Do this: Return every line of the entries below that contains the word "chair", matching case exactly.

● ● ● ● ●

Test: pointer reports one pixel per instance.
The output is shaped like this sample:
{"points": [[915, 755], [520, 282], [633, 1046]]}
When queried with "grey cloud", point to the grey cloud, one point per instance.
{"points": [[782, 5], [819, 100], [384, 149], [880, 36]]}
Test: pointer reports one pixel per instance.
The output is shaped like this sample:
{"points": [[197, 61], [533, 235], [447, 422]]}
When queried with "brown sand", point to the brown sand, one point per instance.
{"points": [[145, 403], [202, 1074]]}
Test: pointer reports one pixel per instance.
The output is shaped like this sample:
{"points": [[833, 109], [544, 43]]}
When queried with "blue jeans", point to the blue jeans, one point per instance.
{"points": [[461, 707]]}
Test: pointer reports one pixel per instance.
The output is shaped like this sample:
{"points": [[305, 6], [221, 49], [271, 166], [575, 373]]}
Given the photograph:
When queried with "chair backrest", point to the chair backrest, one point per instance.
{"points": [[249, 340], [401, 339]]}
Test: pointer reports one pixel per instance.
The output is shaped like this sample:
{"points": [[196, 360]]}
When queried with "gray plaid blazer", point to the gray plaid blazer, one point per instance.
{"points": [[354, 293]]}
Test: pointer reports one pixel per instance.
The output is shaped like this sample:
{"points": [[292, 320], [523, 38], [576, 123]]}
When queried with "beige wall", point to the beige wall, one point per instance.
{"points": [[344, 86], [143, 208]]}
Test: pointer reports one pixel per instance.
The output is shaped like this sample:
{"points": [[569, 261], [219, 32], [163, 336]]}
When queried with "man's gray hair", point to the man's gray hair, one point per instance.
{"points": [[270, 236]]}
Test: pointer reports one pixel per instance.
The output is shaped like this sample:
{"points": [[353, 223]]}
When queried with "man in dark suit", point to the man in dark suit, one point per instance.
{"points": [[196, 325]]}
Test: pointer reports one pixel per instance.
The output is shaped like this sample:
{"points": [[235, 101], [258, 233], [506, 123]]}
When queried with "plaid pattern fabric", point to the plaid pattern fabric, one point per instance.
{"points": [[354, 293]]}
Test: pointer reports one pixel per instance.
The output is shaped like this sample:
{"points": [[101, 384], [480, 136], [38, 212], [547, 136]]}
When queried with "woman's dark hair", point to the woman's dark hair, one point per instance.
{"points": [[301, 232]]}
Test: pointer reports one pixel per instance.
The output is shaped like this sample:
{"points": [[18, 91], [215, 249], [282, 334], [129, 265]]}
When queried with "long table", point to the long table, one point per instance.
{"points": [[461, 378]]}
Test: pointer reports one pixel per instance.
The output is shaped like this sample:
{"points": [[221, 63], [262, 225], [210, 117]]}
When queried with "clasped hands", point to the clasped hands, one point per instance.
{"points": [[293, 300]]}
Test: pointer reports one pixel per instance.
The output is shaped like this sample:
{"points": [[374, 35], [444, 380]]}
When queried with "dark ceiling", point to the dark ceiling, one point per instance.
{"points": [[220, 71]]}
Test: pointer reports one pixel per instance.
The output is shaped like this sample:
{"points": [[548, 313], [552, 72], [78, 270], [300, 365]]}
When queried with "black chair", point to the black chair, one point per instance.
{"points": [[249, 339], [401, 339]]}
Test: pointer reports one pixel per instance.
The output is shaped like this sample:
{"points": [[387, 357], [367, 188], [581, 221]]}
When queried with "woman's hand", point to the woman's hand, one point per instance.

● ● ● ● ●

Output of the exercise:
When queried with "chair backrest", point to the chair backrest, one point per instance.
When queried with "black chair", point to the black chair, one point per instance.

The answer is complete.